• Task to complete:
If a line in the records below contains "head", copy that line.

(Saved entries)
◇ ◇ ◇ ◇

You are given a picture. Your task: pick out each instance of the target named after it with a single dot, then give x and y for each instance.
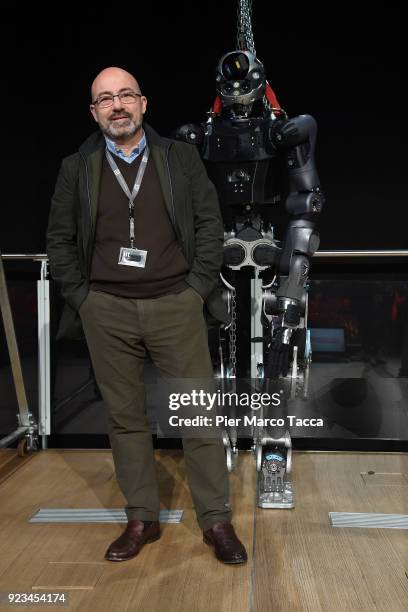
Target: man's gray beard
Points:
(122, 132)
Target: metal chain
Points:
(245, 39)
(233, 335)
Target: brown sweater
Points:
(166, 266)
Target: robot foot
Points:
(274, 489)
(275, 499)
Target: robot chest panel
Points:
(230, 142)
(244, 182)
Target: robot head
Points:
(240, 79)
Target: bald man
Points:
(135, 243)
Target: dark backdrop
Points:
(347, 70)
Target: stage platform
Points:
(297, 560)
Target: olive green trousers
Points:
(172, 329)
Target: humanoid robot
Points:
(256, 156)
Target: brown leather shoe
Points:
(228, 548)
(130, 543)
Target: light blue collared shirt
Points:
(127, 158)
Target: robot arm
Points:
(296, 139)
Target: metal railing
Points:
(44, 420)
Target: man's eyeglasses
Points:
(127, 97)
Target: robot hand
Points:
(284, 339)
(279, 354)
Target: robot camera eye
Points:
(227, 89)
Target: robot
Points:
(257, 156)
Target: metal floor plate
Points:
(95, 515)
(368, 519)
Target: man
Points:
(135, 243)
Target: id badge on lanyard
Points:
(131, 256)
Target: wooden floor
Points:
(297, 561)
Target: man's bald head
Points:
(113, 79)
(115, 107)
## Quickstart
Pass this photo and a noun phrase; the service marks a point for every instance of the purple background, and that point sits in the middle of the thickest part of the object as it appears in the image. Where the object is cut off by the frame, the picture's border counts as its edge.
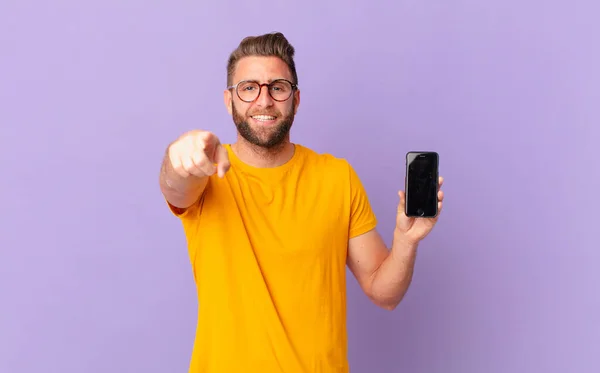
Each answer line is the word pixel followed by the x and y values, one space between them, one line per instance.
pixel 94 274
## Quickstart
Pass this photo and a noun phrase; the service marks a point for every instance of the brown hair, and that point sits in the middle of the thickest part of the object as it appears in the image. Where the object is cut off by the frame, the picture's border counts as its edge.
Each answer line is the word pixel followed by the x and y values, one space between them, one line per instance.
pixel 268 45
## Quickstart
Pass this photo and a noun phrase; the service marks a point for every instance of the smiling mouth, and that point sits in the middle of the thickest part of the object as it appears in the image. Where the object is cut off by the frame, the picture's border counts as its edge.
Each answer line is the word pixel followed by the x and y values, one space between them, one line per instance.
pixel 263 118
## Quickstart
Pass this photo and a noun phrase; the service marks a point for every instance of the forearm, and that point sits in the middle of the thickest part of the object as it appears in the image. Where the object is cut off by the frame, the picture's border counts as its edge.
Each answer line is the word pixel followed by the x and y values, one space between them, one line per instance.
pixel 180 191
pixel 393 277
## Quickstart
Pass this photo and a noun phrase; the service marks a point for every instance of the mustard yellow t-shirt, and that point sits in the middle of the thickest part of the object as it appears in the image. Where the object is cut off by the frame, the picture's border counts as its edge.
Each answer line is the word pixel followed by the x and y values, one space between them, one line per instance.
pixel 268 252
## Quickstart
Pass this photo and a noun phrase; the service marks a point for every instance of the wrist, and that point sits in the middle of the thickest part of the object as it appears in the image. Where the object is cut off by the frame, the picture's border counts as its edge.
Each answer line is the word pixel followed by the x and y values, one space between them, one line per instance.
pixel 403 244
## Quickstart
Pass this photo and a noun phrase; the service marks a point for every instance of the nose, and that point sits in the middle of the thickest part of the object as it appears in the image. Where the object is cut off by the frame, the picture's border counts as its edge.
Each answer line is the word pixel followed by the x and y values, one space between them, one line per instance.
pixel 264 98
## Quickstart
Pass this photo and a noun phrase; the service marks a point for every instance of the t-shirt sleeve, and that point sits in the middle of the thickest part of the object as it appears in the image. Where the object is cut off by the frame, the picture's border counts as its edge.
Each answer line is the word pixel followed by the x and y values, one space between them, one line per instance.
pixel 362 217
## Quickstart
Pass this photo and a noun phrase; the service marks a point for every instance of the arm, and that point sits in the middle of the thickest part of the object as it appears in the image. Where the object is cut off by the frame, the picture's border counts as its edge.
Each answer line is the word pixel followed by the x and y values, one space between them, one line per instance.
pixel 383 274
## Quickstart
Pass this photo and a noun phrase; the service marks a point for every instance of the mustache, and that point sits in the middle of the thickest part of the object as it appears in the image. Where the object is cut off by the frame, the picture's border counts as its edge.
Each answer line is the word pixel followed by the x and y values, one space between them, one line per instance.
pixel 270 112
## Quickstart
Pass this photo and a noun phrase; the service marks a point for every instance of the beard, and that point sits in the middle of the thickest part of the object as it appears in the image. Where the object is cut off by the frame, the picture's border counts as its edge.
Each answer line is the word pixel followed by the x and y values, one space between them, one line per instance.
pixel 265 137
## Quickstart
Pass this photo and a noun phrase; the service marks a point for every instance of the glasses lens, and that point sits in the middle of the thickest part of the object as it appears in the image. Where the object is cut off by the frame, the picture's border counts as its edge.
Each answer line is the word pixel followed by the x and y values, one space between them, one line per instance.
pixel 248 91
pixel 280 90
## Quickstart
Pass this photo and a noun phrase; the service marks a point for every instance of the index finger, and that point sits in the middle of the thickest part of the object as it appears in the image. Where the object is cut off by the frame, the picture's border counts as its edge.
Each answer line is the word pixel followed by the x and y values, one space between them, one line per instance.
pixel 222 160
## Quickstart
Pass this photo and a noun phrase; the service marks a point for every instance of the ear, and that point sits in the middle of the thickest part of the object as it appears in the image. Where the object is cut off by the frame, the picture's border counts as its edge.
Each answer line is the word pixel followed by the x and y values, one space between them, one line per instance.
pixel 296 101
pixel 227 98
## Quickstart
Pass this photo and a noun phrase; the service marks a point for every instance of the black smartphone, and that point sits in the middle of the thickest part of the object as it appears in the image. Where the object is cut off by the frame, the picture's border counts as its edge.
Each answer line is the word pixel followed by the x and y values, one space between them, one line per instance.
pixel 422 184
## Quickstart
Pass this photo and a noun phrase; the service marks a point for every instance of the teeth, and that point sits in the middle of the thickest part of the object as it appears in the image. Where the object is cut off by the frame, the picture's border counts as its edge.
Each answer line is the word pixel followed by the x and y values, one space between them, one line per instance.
pixel 263 117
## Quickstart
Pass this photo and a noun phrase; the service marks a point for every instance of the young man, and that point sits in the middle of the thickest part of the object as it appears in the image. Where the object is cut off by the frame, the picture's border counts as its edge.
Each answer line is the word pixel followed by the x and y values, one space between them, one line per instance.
pixel 270 227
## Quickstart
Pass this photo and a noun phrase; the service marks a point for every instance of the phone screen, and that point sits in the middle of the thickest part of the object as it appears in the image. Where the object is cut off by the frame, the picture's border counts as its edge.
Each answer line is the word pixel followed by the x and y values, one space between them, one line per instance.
pixel 421 184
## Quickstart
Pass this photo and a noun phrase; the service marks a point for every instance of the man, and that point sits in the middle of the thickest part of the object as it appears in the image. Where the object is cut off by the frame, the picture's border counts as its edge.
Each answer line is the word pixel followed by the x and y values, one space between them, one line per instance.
pixel 270 227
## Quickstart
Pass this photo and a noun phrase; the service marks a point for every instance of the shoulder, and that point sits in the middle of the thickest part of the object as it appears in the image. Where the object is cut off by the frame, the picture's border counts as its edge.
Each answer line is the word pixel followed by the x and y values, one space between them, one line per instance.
pixel 323 161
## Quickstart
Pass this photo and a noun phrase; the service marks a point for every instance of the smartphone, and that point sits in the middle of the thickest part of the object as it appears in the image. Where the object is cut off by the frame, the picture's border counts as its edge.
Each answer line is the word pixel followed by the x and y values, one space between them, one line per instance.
pixel 422 184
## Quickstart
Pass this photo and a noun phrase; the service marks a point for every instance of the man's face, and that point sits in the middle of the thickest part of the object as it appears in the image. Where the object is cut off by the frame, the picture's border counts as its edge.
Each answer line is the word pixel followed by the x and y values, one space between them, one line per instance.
pixel 264 122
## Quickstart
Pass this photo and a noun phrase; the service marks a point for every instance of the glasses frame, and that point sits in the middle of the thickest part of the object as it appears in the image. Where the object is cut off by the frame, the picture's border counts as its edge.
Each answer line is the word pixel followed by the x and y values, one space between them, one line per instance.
pixel 260 85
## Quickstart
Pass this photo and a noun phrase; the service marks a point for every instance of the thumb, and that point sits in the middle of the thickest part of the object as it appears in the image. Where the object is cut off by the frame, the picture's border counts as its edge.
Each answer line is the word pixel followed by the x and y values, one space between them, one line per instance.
pixel 222 160
pixel 402 221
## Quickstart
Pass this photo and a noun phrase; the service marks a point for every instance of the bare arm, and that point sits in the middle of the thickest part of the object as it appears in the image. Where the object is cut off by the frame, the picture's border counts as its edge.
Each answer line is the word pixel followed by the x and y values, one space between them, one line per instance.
pixel 383 274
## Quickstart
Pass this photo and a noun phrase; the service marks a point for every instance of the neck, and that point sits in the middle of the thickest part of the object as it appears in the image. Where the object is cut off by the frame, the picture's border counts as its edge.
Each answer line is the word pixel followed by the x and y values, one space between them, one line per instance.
pixel 257 156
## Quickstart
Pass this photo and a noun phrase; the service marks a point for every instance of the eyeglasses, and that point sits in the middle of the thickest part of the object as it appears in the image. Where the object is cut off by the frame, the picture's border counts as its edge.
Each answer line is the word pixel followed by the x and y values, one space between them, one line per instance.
pixel 279 90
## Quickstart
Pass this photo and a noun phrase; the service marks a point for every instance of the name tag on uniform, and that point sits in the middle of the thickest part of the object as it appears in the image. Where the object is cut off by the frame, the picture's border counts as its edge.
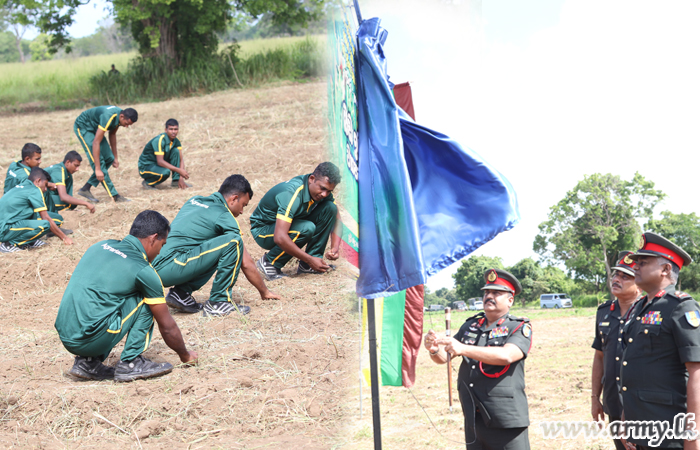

◇ ◇ ◇ ◇

• Your solution:
Target: robot head
Target: man's bald head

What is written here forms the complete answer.